▶ PROBLEM REQUIREMENTS:
Reproduce the lines word for word, beginning at the line that contains "Each instance of the amtrak" and ending after the line that contains "pixel 235 128".

[Entries excerpted from a collection]
-.-.-

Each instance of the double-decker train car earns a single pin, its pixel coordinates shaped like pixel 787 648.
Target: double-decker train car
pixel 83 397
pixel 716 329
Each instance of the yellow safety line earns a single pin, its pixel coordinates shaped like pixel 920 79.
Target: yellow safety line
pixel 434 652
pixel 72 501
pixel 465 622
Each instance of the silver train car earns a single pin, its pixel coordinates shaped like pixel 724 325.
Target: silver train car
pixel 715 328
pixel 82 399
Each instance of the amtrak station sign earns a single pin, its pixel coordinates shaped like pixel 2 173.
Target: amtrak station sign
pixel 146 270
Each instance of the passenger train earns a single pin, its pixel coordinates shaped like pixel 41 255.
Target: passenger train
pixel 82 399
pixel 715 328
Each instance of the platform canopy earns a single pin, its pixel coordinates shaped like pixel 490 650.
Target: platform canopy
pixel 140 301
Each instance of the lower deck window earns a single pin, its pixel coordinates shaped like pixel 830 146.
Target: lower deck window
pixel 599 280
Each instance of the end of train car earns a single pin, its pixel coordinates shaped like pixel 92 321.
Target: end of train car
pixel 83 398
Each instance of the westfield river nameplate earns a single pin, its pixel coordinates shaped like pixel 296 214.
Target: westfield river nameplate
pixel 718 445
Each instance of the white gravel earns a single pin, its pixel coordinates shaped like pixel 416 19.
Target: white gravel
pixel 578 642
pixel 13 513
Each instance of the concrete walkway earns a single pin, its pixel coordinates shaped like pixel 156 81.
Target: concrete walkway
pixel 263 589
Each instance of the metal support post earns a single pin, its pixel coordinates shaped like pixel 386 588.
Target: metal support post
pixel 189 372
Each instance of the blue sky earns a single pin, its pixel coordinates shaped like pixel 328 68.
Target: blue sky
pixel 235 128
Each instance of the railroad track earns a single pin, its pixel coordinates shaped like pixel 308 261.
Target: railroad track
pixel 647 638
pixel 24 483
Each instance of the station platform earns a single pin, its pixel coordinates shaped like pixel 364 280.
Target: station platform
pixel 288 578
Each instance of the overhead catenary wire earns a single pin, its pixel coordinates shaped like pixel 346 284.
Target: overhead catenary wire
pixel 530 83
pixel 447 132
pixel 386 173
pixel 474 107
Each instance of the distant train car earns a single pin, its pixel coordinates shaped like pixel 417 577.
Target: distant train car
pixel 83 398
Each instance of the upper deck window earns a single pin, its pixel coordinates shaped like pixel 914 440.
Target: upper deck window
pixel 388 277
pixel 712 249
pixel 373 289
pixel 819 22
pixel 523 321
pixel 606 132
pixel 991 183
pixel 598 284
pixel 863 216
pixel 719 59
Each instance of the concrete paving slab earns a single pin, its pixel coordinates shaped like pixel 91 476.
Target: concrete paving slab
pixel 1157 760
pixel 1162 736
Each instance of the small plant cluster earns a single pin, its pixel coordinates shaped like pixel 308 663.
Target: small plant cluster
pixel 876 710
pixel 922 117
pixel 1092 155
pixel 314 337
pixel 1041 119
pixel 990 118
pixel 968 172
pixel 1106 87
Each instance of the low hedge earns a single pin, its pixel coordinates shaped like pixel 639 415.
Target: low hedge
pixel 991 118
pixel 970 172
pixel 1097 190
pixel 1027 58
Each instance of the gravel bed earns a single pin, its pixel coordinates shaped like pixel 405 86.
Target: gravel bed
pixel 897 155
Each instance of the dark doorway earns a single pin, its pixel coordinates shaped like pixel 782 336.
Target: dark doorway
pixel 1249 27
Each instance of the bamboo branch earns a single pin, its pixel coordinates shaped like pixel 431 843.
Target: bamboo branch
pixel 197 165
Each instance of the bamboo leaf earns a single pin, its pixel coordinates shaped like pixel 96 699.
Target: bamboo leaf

-.-.-

▶ SOLUTION TO THIS PROBLEM:
Each instance of the amtrak station sign earns a single pin, its pixel coordinates shaped like pixel 2 173.
Target: amtrak station sign
pixel 146 270
Each instance of the passenger train earns a single pin, its pixel coordinates shaped like pixel 41 255.
Target: passenger train
pixel 82 399
pixel 715 328
Each instance of the platform canopy earns a single pin, its pixel coordinates shaped like pixel 490 650.
Target: platform canopy
pixel 140 301
Each instance of the lower deck window earns a single pin, its pixel coordinates shaped like pixel 830 146.
Target: lower deck window
pixel 599 280
Each instance of the end of train car earns a single pin, its pixel coordinates shaped like pixel 92 321.
Target: end of train car
pixel 83 398
Each instance of the westfield river nameplate earns a single pin, its pixel coordinates shaped like pixel 296 214.
Target: westfield river nameplate
pixel 718 445
Each instance of the white gravel earns a single pin, its pixel coordinates shaped like pixel 416 19.
Target: white gravel
pixel 578 642
pixel 13 513
Each instance of the concrete walkway earns a single pin, its pixel coordinates shaped like pixel 156 81.
Target: concrete walkway
pixel 263 589
Each instance of the metal support post earns a single pin, its pixel coordinates shaped like pixel 386 588.
Target: metal support post
pixel 189 372
Each instance of the blue sky earns a single pin, its pixel coordinates shaped like pixel 328 68.
Target: blue sky
pixel 235 128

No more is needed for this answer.